* _BRIEF_
In the stretch of the listing from the line containing "Segment every instance of the green" through the end of the listing, replace "green grass" with "lawn" and write out those lines again with everything else unchanged. Leave the pictures out of your answer.

* _MATERIAL TO PROCESS_
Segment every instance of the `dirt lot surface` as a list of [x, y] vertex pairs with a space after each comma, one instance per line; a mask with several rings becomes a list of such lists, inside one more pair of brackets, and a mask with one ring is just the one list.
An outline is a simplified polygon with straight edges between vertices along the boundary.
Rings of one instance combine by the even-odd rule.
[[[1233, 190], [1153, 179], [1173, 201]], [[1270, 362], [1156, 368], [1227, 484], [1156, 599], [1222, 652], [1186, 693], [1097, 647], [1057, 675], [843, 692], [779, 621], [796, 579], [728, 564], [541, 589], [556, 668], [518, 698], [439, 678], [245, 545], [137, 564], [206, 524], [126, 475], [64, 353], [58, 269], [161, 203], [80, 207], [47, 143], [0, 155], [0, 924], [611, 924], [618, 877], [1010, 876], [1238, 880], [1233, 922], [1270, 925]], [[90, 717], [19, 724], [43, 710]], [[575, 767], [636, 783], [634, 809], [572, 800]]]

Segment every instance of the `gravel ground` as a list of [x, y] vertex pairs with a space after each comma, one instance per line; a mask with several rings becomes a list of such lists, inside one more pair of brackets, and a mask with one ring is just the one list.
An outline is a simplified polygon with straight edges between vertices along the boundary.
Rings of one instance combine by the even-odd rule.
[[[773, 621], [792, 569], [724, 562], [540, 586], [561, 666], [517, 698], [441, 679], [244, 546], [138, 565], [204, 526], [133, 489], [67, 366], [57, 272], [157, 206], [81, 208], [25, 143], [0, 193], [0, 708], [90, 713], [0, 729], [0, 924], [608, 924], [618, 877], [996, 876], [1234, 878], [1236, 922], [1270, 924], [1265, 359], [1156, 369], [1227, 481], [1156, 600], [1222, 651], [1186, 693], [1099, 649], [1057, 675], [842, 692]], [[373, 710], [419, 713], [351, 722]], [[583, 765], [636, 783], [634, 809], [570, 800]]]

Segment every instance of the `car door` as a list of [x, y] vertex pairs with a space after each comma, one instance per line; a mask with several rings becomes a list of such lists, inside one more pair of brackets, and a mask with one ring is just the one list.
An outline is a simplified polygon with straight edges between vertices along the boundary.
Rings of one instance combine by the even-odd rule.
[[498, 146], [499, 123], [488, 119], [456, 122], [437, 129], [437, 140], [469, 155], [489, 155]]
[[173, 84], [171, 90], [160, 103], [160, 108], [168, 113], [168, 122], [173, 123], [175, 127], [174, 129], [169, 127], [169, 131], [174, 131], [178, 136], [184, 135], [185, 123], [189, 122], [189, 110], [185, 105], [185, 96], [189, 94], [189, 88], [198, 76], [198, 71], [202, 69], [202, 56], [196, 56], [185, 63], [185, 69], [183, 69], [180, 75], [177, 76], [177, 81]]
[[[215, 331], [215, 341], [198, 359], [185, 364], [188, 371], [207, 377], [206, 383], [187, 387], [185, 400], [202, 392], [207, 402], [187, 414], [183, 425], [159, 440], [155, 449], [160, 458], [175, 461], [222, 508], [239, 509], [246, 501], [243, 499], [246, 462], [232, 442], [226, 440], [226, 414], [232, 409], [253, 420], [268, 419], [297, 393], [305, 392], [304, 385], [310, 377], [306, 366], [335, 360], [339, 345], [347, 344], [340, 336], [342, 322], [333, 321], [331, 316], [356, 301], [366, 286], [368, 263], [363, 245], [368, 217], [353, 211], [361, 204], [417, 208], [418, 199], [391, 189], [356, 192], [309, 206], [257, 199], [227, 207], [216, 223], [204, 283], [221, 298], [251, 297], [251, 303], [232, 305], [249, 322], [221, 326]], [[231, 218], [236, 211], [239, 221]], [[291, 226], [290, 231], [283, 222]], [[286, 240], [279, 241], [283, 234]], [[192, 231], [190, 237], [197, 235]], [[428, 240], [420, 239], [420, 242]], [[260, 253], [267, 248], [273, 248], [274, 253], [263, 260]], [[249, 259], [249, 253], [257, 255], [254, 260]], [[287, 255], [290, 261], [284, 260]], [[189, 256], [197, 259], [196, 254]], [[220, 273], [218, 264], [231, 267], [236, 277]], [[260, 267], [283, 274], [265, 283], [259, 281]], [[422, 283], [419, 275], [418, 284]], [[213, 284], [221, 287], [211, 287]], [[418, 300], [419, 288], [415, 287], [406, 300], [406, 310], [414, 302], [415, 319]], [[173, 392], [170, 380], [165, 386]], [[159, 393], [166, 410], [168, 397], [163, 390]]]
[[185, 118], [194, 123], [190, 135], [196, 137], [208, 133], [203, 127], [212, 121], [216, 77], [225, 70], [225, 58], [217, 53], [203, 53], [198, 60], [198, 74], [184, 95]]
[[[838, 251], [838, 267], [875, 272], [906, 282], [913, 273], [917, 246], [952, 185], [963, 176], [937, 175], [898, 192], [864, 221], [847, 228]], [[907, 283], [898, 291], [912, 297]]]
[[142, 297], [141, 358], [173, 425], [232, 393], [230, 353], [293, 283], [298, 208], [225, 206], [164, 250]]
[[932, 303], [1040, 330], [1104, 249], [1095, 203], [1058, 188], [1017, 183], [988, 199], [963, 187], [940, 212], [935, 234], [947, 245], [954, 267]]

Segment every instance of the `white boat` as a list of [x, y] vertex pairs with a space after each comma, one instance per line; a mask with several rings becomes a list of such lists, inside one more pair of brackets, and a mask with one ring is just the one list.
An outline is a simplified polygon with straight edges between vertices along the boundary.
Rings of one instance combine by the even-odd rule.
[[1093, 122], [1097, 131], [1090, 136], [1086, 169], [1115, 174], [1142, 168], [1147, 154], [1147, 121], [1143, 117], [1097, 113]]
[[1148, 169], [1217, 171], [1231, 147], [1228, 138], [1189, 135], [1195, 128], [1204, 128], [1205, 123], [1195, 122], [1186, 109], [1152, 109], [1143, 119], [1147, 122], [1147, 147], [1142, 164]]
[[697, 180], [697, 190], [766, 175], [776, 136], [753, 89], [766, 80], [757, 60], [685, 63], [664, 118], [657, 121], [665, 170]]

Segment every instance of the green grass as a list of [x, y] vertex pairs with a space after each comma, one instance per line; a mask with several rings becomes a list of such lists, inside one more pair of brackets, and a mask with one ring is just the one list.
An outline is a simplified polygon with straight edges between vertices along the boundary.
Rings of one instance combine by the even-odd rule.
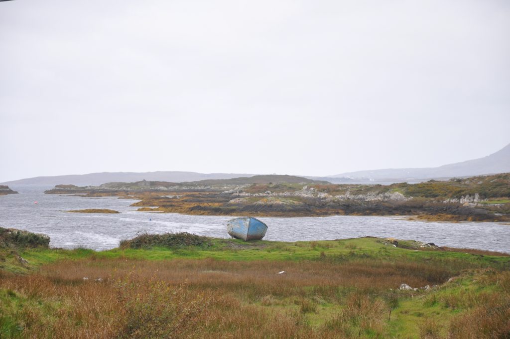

* _SOLUTION TO THE EXERCISE_
Segment every instance of the lawn as a list of [x, y] vertex pairs with a space after each comma, one instance per line; a mask with several rings becomes a list of such lists, inside one more pair of brackets, and a mask with one ring is just the one list.
An outline is a simplified polygon with straight edges between vertices along the boundary.
Rings of one instance combine by the even-odd rule.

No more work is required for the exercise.